The data:
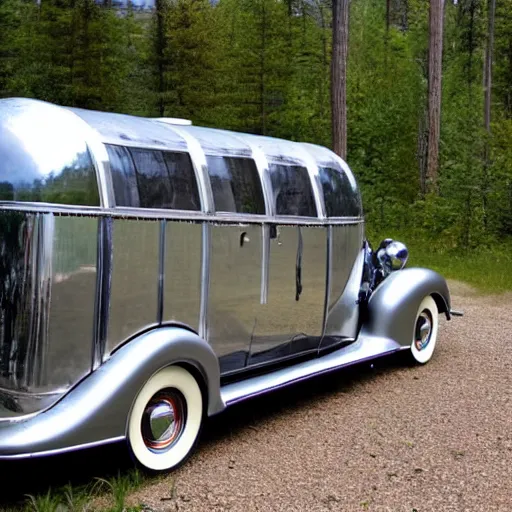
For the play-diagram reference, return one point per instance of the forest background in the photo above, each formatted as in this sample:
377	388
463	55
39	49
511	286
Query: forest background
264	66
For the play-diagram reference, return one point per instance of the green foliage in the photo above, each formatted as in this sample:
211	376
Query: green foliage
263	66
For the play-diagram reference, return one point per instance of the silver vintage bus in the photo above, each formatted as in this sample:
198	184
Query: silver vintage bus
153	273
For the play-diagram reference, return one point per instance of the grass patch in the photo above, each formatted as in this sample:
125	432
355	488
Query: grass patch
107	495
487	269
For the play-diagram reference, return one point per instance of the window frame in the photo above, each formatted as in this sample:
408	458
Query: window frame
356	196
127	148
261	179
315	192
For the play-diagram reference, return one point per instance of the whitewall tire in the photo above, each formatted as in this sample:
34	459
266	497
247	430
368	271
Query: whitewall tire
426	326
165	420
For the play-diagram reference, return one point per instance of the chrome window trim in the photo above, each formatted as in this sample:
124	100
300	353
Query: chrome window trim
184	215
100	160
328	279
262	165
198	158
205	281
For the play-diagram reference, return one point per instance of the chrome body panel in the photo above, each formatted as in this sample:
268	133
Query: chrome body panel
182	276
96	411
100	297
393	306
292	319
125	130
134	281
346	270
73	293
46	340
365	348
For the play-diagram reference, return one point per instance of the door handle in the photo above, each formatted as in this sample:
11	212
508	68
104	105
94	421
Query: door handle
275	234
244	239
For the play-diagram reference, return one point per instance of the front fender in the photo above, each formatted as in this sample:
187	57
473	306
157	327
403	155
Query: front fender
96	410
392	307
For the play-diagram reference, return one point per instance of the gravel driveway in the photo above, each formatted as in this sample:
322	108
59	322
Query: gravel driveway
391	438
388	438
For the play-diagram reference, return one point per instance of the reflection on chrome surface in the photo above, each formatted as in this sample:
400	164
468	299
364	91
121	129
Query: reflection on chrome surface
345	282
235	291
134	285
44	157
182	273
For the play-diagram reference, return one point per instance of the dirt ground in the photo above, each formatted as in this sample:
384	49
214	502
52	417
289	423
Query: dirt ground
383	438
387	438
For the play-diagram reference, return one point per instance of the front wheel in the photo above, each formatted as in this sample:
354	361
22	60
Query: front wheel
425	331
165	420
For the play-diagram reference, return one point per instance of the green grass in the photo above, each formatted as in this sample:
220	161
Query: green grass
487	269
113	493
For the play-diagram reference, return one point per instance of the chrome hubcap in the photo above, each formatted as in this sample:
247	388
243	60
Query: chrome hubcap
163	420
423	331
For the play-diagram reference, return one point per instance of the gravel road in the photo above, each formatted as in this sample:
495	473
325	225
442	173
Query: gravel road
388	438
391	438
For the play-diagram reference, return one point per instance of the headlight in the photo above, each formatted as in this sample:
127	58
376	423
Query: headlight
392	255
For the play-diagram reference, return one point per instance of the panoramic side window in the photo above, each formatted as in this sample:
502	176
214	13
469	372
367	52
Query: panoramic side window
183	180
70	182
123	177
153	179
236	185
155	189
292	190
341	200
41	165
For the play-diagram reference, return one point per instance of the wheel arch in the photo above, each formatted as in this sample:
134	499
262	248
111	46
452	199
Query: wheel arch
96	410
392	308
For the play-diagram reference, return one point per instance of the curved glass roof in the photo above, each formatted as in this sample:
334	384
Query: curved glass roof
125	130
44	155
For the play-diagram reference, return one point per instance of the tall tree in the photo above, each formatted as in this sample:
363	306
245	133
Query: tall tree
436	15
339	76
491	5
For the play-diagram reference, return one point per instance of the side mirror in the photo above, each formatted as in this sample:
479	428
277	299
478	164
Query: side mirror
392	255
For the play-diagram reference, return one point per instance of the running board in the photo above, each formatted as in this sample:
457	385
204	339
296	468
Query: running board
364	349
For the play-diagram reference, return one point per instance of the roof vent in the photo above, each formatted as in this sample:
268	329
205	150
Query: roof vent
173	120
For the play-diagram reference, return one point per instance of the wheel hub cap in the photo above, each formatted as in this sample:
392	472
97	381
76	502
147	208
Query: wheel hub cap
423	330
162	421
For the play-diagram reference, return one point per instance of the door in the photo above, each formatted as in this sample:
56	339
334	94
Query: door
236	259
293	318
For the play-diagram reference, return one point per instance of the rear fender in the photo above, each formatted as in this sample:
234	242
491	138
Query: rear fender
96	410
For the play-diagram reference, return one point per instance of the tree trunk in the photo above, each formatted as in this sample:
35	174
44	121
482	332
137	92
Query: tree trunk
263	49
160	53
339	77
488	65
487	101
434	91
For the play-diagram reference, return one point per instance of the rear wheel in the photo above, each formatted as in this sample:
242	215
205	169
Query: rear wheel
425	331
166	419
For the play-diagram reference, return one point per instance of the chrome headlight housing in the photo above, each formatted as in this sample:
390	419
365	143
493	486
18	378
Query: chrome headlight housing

Work request: Using the material above, return every line exactly as it appears, minus the pictures.

Reply to the task:
For the play-diagram reference, return one point per instance of the forest background in the photo above, each formatted as in this sample:
377	388
463	55
39	49
511	286
Query: forest background
264	66
For the play-diagram reference, return one point per instance of the green foliage in the photo above, each formatted as in this sample:
211	376
Query: green foliage
263	66
For the play-diagram reference, return one point per instance of the silver vintage bus in the photo above, each formatted as in this sample:
198	184
Query: silver vintage bus
153	273
For the play-diagram reference, return one point per instance of the grass patch in the photo above, each formatted as in this sample:
125	432
355	488
Query: grass patch
107	495
487	269
For the play-diagram reference, return one point per instance of the window frame in the photo above, each formatted as in this sample:
408	458
Query: window frame
356	196
127	148
261	179
315	192
For the play-diagram reference, return one point per instance of the whitewall tire in the photo above, each formatted as in this sample:
34	459
266	497
247	430
368	271
Query: whitewall tire
426	326
165	420
For the play-diagram reference, return one point per instance of the chrome window trim in the photo above, each formatted as in this sample:
124	100
300	353
Query: chrome window trim
184	215
100	160
328	279
262	165
198	158
205	281
For the play-diagram reference, return one point per instance of the chrome body panel in the photo above, each formatted as in this sample:
268	133
Query: chrome body panel
182	276
96	411
100	297
393	306
292	319
125	130
134	281
346	270
73	293
46	340
365	348
For the play-diagram reference, return one point per instance of the door handle in the photo above, each formatted as in this sample:
11	212
508	68
104	105
94	421
Query: door handle
275	234
244	239
For the play-diagram reference, return one point per instance of the front fender in the photo above, each formatted as in this sample:
187	57
473	306
157	327
403	155
Query: front fender
96	410
392	307
For the play-diagram reference, return one point per instance of the gravel driveway in the photo above, each formatted as in this sample:
322	108
59	322
Query: gravel driveway
391	438
388	438
For the play-diagram reference, return one point per instance of the reflection on chrome surface in the photo above, each formatted as in this sample:
400	164
468	299
364	91
121	129
Query: reflection on chrome surface
345	282
235	291
134	285
44	157
182	273
For the play-diagram reference, return one point per instance of the dirt ground in the photo above, each formatted as in this sample:
384	49
214	502
52	417
289	423
Query: dirt ground
383	438
387	438
For the play-diagram reference, return one point per instance of the front wheel in the photo above, each formatted as in this sample:
354	361
22	60
Query: front wheel
425	331
165	420
For the play-diagram reference, return one point per instance of the green grass in the photo above, each formatted as in this sample:
220	161
Query: green grass
487	269
113	493
For the play-diagram reference, return one point per instance of the chrome hubcap in the photo above, each formatted as in this sample:
247	388
243	60
Query: chrome hubcap
163	420
423	331
For the play-diagram reference, return one point per instance of the gravel road in the photo above, each formatted as in this sample:
495	473
325	225
442	173
Query: gravel road
388	438
391	438
For the play-diagram reference, return one point per instance of the headlight in the photo above, each formatted as in this sample:
127	58
376	423
Query: headlight
392	255
For the play-diagram reference, return one point per instance of the panoramic side window in the photo above, each formatted as in this sample:
502	176
214	13
469	372
367	52
Query: panoramic side window
183	180
70	182
123	177
153	179
236	185
155	189
292	190
341	200
41	165
For the play-diagram reference, return one point per instance of the wheel arch in the photo above, each formatted as in this sample:
134	499
262	248
111	46
452	199
Query: wheel arch
96	410
392	308
For the play-diagram reference, return one point per instance of the curved glass roof in the photo above, each formatted as in this sample:
334	384
Query: curved glass roof
125	130
44	155
For the play-diagram reference, return one point per instance of the tall tree in the photo above, each formatted as in this sample:
363	306
245	133
Query: tall tree
436	15
339	76
491	5
For the play-diagram reference, return one point per instance of the side mirror in the photo above, each formatted as in this sample:
479	428
277	299
478	164
Query: side mirror
392	255
For the play-diagram reference, return one point per instance of the running board in the photo above, each formatted as in this sample:
457	385
204	339
296	468
Query: running board
364	349
For the play-diagram reference, return one point per instance of the roof vent in the photo above, each formatted as in this sample:
268	329
205	150
Query: roof vent
173	120
For the play-diagram reference, return one point per instance of the wheel hub cap in the photo above, each formatted as in this sample:
392	472
97	381
76	502
147	208
Query: wheel hub cap
423	330
162	421
For the play-diagram reference, return one point per instance of the door in the photo above, each formatted as in this sample:
56	339
334	94
Query: door
236	259
293	318
For the play-diagram reference, return one point per instance of the rear fender in the photo above, each formatted as in this sample:
234	242
491	138
Query: rear fender
96	410
For the play-diagram reference, return one point per instance of the tree trunk in the photo above, each formatted as in this sample:
35	174
44	121
482	332
137	92
Query: tree trunk
263	49
160	53
339	77
488	65
487	101
434	91
For the play-diagram reference, return one point per instance of the rear wheel in the photo above, each formatted as in this sample:
242	215
205	169
Query: rear wheel
425	331
166	419
For the play-diagram reference, return one point per instance of the chrome headlight housing in the photo above, each formatted as in this sample:
390	419
365	143
493	486
18	378
Query: chrome headlight housing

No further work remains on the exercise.